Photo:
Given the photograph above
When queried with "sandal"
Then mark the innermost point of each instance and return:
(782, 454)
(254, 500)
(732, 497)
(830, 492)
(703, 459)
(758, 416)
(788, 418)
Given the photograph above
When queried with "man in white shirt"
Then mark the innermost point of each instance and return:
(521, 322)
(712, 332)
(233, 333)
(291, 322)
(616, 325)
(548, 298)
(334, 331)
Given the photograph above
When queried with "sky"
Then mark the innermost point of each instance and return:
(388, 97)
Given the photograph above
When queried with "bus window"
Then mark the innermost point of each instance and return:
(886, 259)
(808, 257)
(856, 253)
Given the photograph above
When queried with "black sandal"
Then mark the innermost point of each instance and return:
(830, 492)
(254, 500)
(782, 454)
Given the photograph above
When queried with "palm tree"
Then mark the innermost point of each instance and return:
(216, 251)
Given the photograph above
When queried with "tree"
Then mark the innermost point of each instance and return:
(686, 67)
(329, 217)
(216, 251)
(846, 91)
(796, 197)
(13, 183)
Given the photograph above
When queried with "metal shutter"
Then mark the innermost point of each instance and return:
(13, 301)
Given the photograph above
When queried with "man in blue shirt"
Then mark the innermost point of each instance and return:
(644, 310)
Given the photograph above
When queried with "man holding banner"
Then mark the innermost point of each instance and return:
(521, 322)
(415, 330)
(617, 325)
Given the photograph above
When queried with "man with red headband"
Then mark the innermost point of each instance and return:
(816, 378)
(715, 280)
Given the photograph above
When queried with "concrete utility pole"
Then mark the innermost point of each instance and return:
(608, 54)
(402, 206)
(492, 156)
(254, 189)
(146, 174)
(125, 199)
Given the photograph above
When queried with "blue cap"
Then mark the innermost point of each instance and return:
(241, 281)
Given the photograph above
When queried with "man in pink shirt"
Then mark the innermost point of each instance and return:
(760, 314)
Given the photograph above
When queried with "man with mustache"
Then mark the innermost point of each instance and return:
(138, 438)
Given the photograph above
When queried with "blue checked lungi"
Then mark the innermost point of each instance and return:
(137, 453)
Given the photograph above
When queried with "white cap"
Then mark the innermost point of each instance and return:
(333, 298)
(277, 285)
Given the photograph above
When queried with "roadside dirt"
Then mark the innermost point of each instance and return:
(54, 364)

§

## WRITTEN REQUEST
Reproduce the material above, every line of it, exactly.

## COMPLETE ANSWER
Photo:
Given the photograph above
When queried with "sandal"
Then mark the innermost point of each instance and return:
(782, 454)
(254, 500)
(732, 497)
(830, 492)
(703, 459)
(758, 416)
(788, 418)
Given the photograph above
When queried with "man in white shirt"
Then mark the innermost point of each instance and return:
(521, 322)
(712, 332)
(233, 333)
(291, 322)
(616, 325)
(548, 298)
(334, 331)
Given the photograph above
When queried with "sky"
Then mark the innermost point of each instance and return:
(388, 97)
Given the photograph above
When queried with "bus window"
Then mark the innermost point of each instance and return:
(886, 259)
(808, 257)
(856, 253)
Given the photograph above
When queried with "black sandal"
Then mark the innermost point of each instance and return:
(830, 492)
(254, 500)
(782, 454)
Given the photograph above
When queried with "palm tree"
Then mark the innermost point of each instance and return:
(216, 251)
Given the photograph above
When queried with "tree"
Then mark the innermost point of each instance and return:
(686, 67)
(329, 217)
(216, 251)
(846, 91)
(796, 197)
(13, 183)
Given the photograph above
When queried with "metal shutter"
Then mark the innermost point of each instance and return:
(13, 301)
Given the photograph above
When queried with "man in blue shirt"
Then mark the innermost point of each instance and return:
(644, 310)
Given the photograph above
When queried with "man holding banner"
Then mark the innermost point of each instance and return:
(521, 322)
(415, 330)
(617, 325)
Given the photograph above
When queried with "man with red headband"
Then mark the innermost point of each instance and return:
(816, 378)
(715, 280)
Given the photograph above
When queried with "concrete utility pole"
Then mark the innermost point of each instance and return:
(608, 54)
(402, 206)
(492, 156)
(254, 189)
(146, 174)
(125, 199)
Given the photograph above
When queried with "blue cap"
Then mark the innermost point of each instance and return:
(241, 281)
Given the photograph above
When queried with "man in pink shirt"
Then mark the innermost point of each instance and return:
(760, 314)
Given the photograph above
When queried with "man with mustache"
Then mark the innermost point of each instance and return:
(138, 438)
Given the photograph above
When queried with "blue checked lungi"
Then mark the innermost point of each instance and return:
(137, 453)
Given the photograph above
When queried with "white cap"
Then mark the innermost point of each instance and return:
(333, 298)
(277, 285)
Given the photograph above
When queried with "roadside dirt"
Then mark the innermost point of each instance and return:
(54, 364)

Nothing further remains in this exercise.